**Exercice proposé 1:** D'après l'extrait fourni sur Darkwood, quel nom porte le moment de répit accordé au joueur qui survit jusqu'au petit matin ?
**Exercice proposé 2:** Recopiez à l'identique tout ce qui va de la ligne de la liste contenant « Practice step: locate the steak » jusqu'à la fin de la liste, ces deux bornes comprises.

**Extrait fourni:**
---*---

Depuis sa sortie en accès anticipé en 2014, j'avais les yeux sur Darkwood et attendais patiemment la fin de son développement avant de pouvoir m'y atteler.
Quatre années plus tard, en août 2017, j'ai finalement acheté le jeu à sa sortie officielle et me suis retrouvé totalement conquis par un prologue magistral qui m'a fait entré directement dans l'ambiance si particulière du jeu. Malheureusement, les remous de la vie m'ont obligé à mettre le jeu de côté et ce n'est qu'un an plus tard que je trouve l'occasion de me remettre dessus et enfin atteindre la fin...
Le jeu peut se définir comme un subtil mélange de survival-horror et de survie open-world, avec quelques éléments de RPG et de Rogue-like. Ce mélange peut paraître assez surprenant, mais il fonctionne à merveille et offre un gameplay très riche en possibilités. Avec sa caméra située en hauteur et ses décors en 2D, Darkwood a un charme très old-school qui se retrouve également dans la prise en main du personnage qui demande un petit temps d'adaptation, surtout pour les combats ... Imaginez une sorte de Hotline Miami, mais beaucoup plus lent.
Découpé en deux phases distinctes, le jeu alterne un cycle jour/nuit qui met le joueur dans un stress permanent. En effet, durant la journée vous êtres libre d'explorer les environs comme bon vous semble, mais il est nécessaire de ramasser les ressources nécessaires qui vous permettront de tenir face aux dangers qui s'annoncent. Lorsque le soleil se couche sur les bois lugubres, il faut rapidement regagner la relative sécurité de votre abris de fortune sous peine de connaitre un destin funeste. Nul repos pour votre personnage, car c'est dans le noir le plus total que vous allez devoir tenir toute la nuit durant face à des monstres qui ne cherchent qu'à se repaître de votre carcasse...
Si vous réussissez à survivre jusqu'au petit matin, vous pourrez enfin profiter d'un moment de répit appelé le "time freeze" où il vous sera possible d'échanger quelques objets avec un PNJ et de préparer votre abris en prévision de la nuit suivante.
Et ainsi de suite ...
À cela, vient s'ajouter la quête principale, et d'autres objectifs secondaires qui s'obtiendront en rencontrant divers personnages. Vous êtes d'ailleurs libre de vos choix et il existe de nombreux moyens d'atteindre la fin, suivant les décisions que vous prendrez au long du jeu.
Gérer son temps et ses ressources est donc un élément essentiel de la progression dans les trois parties distinctes des bois qui constituent la zone jouable du premier chapitre. Sous peine de perdre un temps précieux, cette situation oblige le joueur à toujours rester en alerte face aux dangers qui le menace dans les ténèbres de la forêt ...
La peur s'instille donc progressivement dans l'esprit du joueur, renforcé par un environnement malsain, remplis de phénomènes qui dépassent la compréhension des habitants de la forêt, comme celle du joueur. Le visuel dérangé est porté par des graphismes simples et efficaces qui, couplés à un environnement sonore proche de la perfection ajoutent une part importante dans l'immersion du joueur et au processus horrifique.

---*---

**Matériel d'exercice:**
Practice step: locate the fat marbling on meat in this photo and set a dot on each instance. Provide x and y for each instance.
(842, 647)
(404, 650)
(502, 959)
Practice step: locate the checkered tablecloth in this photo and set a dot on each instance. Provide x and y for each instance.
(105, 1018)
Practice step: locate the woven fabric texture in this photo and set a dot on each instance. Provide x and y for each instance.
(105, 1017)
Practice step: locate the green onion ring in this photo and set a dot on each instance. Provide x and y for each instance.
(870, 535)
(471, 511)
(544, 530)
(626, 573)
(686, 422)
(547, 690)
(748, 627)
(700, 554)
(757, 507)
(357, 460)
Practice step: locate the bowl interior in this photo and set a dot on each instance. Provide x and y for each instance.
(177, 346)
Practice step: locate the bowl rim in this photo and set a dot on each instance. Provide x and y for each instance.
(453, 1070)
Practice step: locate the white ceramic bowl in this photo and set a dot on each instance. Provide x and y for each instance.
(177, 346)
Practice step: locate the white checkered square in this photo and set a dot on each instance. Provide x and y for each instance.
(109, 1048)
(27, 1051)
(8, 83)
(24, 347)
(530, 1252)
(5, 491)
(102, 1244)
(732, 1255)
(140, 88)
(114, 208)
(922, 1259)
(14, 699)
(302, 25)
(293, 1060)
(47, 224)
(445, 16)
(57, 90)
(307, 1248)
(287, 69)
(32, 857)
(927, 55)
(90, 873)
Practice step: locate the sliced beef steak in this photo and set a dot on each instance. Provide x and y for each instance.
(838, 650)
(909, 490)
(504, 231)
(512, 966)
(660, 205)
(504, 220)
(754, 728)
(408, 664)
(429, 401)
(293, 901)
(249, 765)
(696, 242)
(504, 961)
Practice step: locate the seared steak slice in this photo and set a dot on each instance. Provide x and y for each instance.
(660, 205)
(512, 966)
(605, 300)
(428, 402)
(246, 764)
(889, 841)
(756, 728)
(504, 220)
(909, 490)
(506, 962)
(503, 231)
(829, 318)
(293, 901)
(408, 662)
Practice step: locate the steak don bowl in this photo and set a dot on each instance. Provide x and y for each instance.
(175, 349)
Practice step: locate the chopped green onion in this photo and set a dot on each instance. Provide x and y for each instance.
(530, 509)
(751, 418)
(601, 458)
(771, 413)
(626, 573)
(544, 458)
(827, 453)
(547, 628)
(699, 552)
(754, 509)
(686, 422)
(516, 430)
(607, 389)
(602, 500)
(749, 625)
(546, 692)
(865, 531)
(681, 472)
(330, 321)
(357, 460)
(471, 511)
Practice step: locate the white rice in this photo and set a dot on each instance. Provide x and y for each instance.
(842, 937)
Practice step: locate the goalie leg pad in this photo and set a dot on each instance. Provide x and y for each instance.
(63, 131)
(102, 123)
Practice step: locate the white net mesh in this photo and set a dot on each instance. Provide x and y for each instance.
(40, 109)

---*---

**Solution commentée 1:** Ce moment de répit s'appelle le « time freeze ».

**Solution commentée 2:**
Practice step: locate the steak don bowl in this photo and set a dot on each instance. Provide x and y for each instance.
(175, 349)
Practice step: locate the chopped green onion in this photo and set a dot on each instance. Provide x and y for each instance.
(530, 509)
(751, 418)
(601, 458)
(771, 413)
(626, 573)
(544, 458)
(827, 453)
(547, 628)
(699, 552)
(754, 509)
(686, 422)
(516, 430)
(607, 389)
(602, 500)
(749, 625)
(546, 692)
(865, 531)
(681, 472)
(330, 321)
(357, 460)
(471, 511)
Practice step: locate the white rice in this photo and set a dot on each instance. Provide x and y for each instance.
(842, 937)
Practice step: locate the goalie leg pad in this photo and set a dot on each instance. Provide x and y for each instance.
(63, 131)
(102, 123)
Practice step: locate the white net mesh in this photo and set a dot on each instance. Provide x and y for each instance.
(40, 109)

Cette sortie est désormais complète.